(Recorded data)
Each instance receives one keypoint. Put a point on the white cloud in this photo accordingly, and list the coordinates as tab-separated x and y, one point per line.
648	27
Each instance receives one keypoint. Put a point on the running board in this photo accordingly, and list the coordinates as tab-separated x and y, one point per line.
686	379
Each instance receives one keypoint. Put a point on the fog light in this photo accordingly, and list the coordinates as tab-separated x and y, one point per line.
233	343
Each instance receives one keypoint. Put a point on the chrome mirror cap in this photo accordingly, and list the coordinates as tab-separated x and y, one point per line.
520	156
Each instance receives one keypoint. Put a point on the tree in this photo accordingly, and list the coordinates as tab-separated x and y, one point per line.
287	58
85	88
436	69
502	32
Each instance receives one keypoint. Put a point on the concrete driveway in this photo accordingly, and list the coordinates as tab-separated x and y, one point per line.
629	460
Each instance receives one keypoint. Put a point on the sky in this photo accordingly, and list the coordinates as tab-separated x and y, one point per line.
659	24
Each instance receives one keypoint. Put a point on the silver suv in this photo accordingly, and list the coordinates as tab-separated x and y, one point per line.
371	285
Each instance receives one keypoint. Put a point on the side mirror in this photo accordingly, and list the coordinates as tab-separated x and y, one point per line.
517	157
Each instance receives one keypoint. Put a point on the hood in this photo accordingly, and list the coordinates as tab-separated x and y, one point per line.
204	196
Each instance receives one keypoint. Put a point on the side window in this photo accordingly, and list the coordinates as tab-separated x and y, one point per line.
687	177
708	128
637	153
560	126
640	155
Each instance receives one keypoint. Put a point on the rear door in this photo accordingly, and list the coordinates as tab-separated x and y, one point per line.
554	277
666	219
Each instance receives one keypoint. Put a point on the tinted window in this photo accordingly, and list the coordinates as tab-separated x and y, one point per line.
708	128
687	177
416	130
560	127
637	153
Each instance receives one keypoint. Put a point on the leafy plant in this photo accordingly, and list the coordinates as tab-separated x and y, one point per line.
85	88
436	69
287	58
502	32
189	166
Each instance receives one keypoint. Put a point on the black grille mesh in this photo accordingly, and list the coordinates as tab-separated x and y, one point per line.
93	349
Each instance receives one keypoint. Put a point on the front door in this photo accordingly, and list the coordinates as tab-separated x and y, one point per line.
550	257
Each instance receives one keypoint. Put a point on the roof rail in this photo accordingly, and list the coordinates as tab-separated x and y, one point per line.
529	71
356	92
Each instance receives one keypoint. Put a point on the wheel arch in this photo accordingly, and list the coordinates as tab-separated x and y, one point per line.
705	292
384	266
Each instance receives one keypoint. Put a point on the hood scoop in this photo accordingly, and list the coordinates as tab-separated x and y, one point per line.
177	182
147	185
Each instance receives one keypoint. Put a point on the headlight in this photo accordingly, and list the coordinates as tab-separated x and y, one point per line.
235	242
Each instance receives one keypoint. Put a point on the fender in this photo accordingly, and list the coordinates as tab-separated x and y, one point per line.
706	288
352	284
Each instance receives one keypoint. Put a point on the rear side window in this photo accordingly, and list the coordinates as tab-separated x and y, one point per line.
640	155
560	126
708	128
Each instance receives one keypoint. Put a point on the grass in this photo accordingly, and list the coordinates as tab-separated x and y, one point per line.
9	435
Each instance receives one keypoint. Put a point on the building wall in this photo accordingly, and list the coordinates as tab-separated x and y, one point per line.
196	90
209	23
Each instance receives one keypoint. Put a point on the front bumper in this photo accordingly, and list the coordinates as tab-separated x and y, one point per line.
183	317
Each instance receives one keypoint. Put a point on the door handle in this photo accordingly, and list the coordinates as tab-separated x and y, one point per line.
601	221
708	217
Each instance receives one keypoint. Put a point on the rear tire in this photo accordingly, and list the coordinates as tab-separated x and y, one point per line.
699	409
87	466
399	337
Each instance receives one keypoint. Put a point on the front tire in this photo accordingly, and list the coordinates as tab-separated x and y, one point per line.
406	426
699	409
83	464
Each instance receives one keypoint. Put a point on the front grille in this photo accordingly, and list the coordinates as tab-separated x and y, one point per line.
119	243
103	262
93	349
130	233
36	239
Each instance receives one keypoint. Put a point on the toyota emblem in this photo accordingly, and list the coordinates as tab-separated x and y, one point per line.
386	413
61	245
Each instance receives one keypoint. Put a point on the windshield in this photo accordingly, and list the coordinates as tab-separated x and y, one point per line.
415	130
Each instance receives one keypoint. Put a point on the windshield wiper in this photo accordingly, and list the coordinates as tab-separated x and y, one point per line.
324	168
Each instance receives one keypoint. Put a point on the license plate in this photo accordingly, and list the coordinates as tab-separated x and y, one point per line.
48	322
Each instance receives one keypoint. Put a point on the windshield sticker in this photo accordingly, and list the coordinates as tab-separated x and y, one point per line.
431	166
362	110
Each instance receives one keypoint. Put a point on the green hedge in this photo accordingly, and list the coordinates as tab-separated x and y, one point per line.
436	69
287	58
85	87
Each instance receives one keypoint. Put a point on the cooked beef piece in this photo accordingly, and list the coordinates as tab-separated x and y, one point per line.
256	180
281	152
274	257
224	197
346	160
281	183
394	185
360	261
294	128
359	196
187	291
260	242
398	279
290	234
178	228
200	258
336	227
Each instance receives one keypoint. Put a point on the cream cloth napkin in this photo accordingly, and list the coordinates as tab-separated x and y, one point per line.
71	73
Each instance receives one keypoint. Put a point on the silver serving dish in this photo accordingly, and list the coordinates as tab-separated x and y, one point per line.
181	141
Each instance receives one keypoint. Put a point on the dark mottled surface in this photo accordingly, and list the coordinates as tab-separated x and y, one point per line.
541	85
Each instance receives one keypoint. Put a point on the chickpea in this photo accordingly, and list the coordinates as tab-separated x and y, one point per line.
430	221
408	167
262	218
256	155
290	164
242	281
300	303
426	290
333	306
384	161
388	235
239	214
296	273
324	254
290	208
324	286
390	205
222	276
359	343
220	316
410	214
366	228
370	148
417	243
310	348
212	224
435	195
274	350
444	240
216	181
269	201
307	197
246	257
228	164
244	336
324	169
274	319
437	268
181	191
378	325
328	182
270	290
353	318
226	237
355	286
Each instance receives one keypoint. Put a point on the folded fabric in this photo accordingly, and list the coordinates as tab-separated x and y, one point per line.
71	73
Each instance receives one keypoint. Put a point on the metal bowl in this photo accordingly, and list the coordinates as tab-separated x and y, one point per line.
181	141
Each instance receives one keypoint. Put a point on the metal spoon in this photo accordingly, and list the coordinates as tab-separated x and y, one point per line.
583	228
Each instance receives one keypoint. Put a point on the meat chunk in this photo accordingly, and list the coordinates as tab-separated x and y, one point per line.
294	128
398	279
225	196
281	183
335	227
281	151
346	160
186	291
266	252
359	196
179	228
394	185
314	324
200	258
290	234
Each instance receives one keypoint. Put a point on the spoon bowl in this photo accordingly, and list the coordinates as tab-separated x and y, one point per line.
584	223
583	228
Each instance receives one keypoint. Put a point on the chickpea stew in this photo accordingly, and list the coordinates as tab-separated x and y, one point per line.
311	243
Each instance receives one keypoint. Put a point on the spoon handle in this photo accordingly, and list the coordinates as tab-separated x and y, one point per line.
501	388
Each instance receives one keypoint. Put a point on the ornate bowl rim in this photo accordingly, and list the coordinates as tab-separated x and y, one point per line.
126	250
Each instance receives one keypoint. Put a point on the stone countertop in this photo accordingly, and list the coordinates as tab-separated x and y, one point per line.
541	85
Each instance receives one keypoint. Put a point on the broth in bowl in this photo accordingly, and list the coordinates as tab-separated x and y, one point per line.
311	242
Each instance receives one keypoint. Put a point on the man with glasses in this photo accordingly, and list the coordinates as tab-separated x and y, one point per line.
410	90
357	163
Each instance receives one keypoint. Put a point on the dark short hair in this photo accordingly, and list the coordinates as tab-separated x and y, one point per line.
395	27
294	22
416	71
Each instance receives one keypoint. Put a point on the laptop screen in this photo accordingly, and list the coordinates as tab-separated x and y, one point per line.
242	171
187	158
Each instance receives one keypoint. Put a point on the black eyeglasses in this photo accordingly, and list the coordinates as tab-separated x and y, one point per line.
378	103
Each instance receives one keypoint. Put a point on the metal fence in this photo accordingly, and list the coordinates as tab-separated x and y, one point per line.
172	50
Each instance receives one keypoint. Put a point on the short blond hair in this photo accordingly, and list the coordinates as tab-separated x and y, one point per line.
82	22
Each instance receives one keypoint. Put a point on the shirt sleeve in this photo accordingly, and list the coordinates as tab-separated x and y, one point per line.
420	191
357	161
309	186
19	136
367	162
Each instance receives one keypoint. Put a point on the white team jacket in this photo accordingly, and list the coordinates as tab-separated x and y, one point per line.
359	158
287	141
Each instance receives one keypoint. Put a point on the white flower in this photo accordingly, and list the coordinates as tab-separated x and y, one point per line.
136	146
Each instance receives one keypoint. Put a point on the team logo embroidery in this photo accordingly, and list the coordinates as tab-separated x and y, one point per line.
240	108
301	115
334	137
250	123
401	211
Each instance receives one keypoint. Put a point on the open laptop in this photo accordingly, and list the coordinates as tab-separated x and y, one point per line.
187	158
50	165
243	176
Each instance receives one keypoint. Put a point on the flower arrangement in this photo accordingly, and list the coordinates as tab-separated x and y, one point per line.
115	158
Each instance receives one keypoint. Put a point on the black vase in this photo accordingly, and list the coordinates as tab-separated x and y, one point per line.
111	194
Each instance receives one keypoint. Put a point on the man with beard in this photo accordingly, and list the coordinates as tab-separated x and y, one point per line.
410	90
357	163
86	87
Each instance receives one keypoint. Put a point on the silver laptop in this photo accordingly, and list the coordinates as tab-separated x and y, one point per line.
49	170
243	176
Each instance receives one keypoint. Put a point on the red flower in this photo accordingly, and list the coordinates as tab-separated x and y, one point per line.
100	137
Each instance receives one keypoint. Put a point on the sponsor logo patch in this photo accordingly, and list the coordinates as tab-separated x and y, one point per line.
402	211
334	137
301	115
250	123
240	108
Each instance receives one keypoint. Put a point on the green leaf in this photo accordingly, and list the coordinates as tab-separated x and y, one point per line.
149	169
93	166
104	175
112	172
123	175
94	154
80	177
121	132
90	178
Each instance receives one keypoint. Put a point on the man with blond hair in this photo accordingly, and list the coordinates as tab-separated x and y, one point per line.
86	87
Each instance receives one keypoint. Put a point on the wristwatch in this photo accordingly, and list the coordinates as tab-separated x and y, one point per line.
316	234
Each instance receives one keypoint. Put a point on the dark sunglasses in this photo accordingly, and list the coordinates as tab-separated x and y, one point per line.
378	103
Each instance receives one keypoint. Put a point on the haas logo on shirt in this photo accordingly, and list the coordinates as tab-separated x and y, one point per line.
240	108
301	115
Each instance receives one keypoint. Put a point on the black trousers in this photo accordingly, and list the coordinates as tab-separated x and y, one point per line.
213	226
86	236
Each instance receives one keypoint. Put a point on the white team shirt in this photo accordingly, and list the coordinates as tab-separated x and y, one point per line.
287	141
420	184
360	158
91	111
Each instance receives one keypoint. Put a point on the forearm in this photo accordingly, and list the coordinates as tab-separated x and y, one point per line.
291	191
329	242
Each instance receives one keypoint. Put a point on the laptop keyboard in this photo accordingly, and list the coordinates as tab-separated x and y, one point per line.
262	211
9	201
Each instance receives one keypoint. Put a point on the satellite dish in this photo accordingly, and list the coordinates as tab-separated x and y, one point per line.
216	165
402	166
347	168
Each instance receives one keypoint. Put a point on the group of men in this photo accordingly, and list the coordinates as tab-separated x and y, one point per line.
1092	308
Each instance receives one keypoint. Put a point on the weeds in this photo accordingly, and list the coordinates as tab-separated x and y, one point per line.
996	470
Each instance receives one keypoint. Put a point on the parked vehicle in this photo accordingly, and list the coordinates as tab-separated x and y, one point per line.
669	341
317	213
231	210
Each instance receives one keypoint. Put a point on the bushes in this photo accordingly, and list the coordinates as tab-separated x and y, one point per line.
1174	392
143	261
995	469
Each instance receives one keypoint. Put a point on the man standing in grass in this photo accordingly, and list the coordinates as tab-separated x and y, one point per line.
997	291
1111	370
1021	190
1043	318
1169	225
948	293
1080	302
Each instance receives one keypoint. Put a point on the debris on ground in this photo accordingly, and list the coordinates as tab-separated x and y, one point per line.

What the exercise asks
Each line from the one with "the man standing" through the end of the records above should be written out exactly. No other line should appear.

Result of this exercise
Each instance receives one keypoint. Put a point on the man standing in grass in this photo accordingly, and list the coordinates as tab-separated x and y, one point per line.
997	291
1111	370
1021	190
1043	318
1169	225
948	293
1080	302
Each instance receives one keypoint. Put a point on the debris on ground in this photo accordingly, and list the coordinates as tab-separated x and y, one point per line.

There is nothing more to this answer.